# Entries supplied:

• • •

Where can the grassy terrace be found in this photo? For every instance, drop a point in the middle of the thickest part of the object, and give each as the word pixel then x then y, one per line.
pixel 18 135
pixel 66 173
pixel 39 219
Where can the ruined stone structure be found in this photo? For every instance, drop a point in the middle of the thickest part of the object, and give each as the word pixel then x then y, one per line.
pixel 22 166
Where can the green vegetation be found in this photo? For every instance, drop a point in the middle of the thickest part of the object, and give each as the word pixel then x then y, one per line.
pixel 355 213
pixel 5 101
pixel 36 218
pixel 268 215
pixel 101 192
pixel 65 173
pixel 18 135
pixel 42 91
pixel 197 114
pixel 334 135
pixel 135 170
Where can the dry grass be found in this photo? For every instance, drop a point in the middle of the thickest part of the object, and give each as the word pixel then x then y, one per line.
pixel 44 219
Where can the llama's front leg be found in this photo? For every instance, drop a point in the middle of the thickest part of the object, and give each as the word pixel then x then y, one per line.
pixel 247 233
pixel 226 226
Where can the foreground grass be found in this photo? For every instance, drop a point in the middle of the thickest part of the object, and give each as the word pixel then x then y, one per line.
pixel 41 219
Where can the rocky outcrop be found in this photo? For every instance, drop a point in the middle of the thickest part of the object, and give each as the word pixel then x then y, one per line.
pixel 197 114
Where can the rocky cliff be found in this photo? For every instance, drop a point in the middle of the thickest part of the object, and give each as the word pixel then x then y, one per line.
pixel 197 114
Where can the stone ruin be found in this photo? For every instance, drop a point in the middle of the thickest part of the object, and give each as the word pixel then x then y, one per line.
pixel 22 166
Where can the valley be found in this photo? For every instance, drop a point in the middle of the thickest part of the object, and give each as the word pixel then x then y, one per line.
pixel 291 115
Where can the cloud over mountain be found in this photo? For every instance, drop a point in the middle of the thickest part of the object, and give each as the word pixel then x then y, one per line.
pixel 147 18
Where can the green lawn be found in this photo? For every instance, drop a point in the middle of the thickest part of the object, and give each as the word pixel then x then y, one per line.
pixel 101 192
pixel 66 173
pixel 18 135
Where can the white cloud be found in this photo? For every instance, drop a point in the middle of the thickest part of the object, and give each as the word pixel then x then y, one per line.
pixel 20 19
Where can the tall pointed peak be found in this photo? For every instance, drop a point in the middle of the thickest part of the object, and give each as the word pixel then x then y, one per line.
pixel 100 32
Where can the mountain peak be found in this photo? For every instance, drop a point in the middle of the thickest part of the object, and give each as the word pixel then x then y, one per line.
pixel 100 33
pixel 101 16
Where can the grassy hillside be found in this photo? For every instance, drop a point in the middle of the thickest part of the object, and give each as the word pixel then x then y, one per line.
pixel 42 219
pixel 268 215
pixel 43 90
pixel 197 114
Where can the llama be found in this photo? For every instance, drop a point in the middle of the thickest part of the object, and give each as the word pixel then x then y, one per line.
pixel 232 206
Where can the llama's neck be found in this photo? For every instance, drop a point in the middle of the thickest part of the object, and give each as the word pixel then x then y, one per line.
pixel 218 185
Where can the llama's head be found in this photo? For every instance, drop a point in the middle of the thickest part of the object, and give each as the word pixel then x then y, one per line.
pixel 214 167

• • •

# Your task:
Render the lines from the one containing "Where can the llama's neck" through the last line as a two-column CSV with the headers instruction and response. Give one row for each instruction and its answer, put each value in a quoted field, and turn any line breaks into spaces.

# Reply:
instruction,response
"Where can the llama's neck be found in this photo? For every instance, drop a point in the middle of the thickest part of the object, and give each as the word pixel then x then y, one per line.","pixel 218 185"
"Where can the llama's head be found in this photo? For every instance, drop a point in the middle of the thickest part of the object, and give each as the word pixel then x then y, one per line.","pixel 214 167"